**Stated exercise**
Put the lines below into a JSON list of strings, one string per line, skipping blank lines and leaving out the pictures.

**Extracted records**
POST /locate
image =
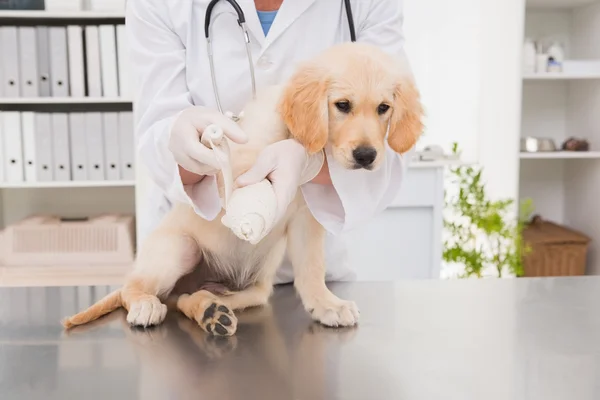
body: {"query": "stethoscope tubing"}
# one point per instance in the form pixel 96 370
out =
pixel 242 23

**Written solution**
[
  "POST /locate",
  "image =",
  "body: {\"query\": \"stethoscope tubing\"}",
  "# one point per instance in the form pixel 96 370",
  "out =",
  "pixel 242 23"
]